Averages and integrals

An operation that reduces one or more dimensions of a field is called a Reduction; some reductions include Average, Integral, and CumulativeIntegral.

Let's demonstrate now how we can compute the average or the integral of a field over the grid or over some part of the grid. We start by creating a latitude-longitude grid that only goes up to 30 degrees latitude. Conveniently, with this latitude extent that grid covers half the total area of the sphere, i.e., 2π * grid.radius^2.

Let's try to estimate this area using Integral operation. We create a Field, we fill it with ones and we integrate it over the whole grid. We use a CenterField for the example below, but all location combinations work similarly.

using Oceananigans

grid = LatitudeLongitudeGrid(size=(60, 10, 5),
                             latitude = (-30, 30),
                             longitude = (0, 360),
                             z = (-1000, 0))

c = CenterField(grid)
set!(c, 1)

**Requirement 1:** Write out the part of the averages and integrals text that runs from "Let's demonstrate now" up to and including "z = (-1000, 0))".
**Requirement 2:**
Answer these questions using the averages and integrals text.
(a) Which three reductions does the text name?
(b) What fraction of the sphere's total area does the grid cover?
(c) What value is the field c set to?

**Data provided:**
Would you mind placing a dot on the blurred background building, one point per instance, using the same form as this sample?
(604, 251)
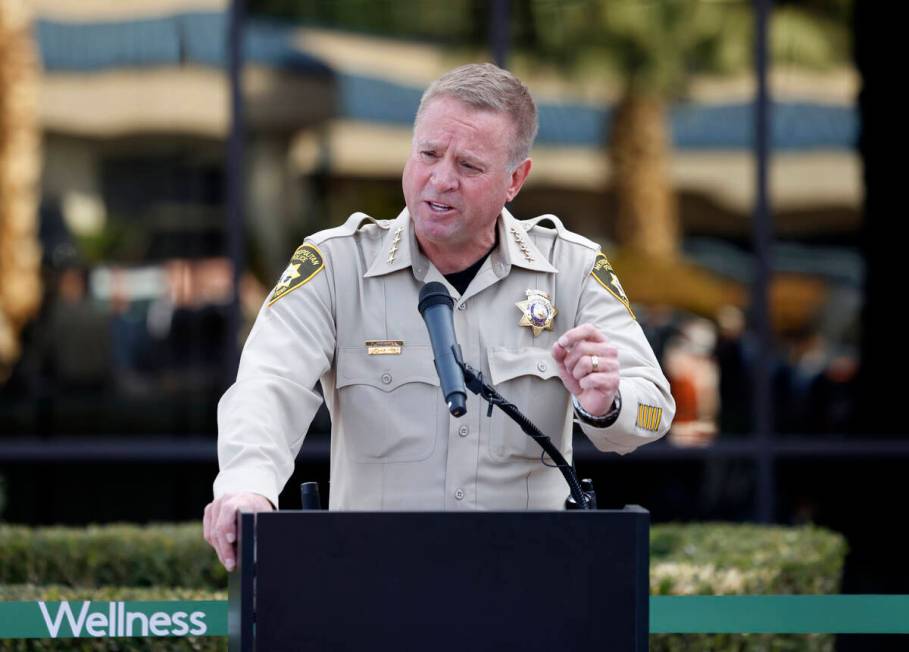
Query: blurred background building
(159, 161)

**Full response 1:**
Let's demonstrate now how we can compute the average or the integral of a field over the grid or over some part of the grid. We start by creating a latitude-longitude grid that only goes up to 30 degrees latitude. Conveniently, with this latitude extent that grid covers half the total area of the sphere, i.e., 2π * grid.radius^2.

Let's try to estimate this area using Integral operation. We create a Field, we fill it with ones and we integrate it over the whole grid. We use a CenterField for the example below, but all location combinations work similarly.

using Oceananigans

grid = LatitudeLongitudeGrid(size=(60, 10, 5),
                             latitude = (-30, 30),
                             longitude = (0, 360),
                             z = (-1000, 0))

**Full response 2:**
(a) Average, Integral, and CumulativeIntegral.
(b) Half.
(c) 1.